-- Start Records to process --

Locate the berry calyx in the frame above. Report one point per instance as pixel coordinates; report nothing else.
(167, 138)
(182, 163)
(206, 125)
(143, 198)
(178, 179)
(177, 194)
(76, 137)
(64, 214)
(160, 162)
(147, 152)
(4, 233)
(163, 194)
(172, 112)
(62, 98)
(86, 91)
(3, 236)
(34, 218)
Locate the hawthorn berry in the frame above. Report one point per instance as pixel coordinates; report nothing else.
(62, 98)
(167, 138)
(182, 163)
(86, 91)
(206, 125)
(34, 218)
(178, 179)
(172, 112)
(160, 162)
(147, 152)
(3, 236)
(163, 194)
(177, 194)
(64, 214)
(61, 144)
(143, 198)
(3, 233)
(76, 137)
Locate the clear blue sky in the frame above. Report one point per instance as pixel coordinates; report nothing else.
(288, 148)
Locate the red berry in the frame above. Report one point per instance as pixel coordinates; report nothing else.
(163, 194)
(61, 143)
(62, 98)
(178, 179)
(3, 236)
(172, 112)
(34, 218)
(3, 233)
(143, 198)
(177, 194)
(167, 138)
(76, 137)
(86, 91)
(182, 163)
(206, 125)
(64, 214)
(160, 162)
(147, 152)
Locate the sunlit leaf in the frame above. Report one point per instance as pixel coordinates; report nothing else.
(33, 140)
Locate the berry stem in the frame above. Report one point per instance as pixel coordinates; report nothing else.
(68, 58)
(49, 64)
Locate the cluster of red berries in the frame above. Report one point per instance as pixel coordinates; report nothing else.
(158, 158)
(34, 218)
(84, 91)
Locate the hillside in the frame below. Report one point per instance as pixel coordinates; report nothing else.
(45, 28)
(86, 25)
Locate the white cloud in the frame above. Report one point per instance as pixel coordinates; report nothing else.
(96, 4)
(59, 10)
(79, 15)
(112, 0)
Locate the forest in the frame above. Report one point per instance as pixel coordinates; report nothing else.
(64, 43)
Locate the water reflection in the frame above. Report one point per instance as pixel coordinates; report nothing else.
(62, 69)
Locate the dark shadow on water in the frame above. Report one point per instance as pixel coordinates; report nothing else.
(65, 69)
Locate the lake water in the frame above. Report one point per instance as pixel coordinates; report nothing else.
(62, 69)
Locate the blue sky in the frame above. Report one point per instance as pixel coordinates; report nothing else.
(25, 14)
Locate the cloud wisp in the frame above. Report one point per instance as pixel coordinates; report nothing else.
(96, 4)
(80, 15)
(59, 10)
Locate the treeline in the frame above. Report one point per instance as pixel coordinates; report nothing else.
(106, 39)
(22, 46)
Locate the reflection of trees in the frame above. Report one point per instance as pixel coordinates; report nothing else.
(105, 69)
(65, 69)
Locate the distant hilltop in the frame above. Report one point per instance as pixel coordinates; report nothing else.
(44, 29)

-- End Records to process --

Nothing in the data may differ; print all of it exactly as written.

Locate the berry calyx in the frame above. Report one point per instance as pixel coordinates; report nothing else.
(167, 138)
(182, 163)
(206, 125)
(143, 198)
(178, 179)
(177, 194)
(76, 137)
(64, 214)
(160, 162)
(147, 152)
(4, 233)
(163, 194)
(172, 112)
(62, 98)
(86, 91)
(3, 236)
(34, 218)
Locate the hawthorn berry in the frame above. Report one point per instance as pixel coordinates; report nothing else.
(62, 98)
(167, 138)
(182, 163)
(86, 91)
(206, 125)
(34, 218)
(178, 179)
(172, 112)
(160, 162)
(147, 152)
(3, 236)
(163, 194)
(177, 194)
(64, 214)
(61, 144)
(143, 198)
(3, 233)
(76, 137)
Locate the clear blue sky in the frame above. Report one point per instance as pixel coordinates; report nothing else.
(288, 148)
Locate the red berry in the frame above. Report one point per instance as pixel coordinates; report nothing else.
(163, 194)
(61, 143)
(62, 98)
(178, 179)
(3, 236)
(172, 112)
(34, 218)
(3, 233)
(143, 198)
(177, 194)
(167, 138)
(76, 137)
(86, 91)
(182, 163)
(206, 125)
(64, 214)
(160, 162)
(147, 152)
Locate the sunlit leaf in the frame above. Report one point per instance as pixel coordinates; report nothing else.
(33, 140)
Locate the berry stem in the frame above. Report one point per instance as pixel coordinates; report nothing else.
(68, 58)
(49, 64)
Locate the cluster of red berries in the frame above. Report one point per instance as pixel coordinates; report nothing else.
(158, 158)
(34, 218)
(84, 91)
Locate the hillside in the frame below. Report one point per instance as pixel coordinates; report nothing else.
(45, 28)
(86, 25)
Locate the white cloud in the frame above. Report one point per instance as pixel coordinates; report nothing else.
(96, 4)
(59, 10)
(79, 15)
(112, 0)
Locate the forest in the frame above. Report one point per instance as pixel coordinates; report nothing else.
(64, 43)
Locate the water reflection in the frame above. Report one point per instance as pixel coordinates; report nothing else.
(62, 69)
Locate the dark shadow on water in the frame above. Report one point per instance as pixel coordinates; report nothing else.
(65, 69)
Locate the lake water in the frame above. Report one point per instance as pixel coordinates; report nothing else.
(62, 69)
Locate the blue sky in the frame above. Report one point per instance as pixel coordinates; report nothing else.
(25, 14)
Locate the cloud wisp in the frame above. Report one point per instance as pixel coordinates; report nothing else.
(96, 4)
(80, 15)
(59, 10)
Locate the treeline in the frame above. Report one point per instance as pixel coordinates; report nothing else.
(106, 39)
(22, 46)
Locate the reflection of trees in the frame above. Report one point per instance as pixel coordinates; report nothing else.
(105, 69)
(65, 69)
Locate the distant hilltop in the frame above. Report one point per instance as pixel coordinates; report nothing else.
(44, 29)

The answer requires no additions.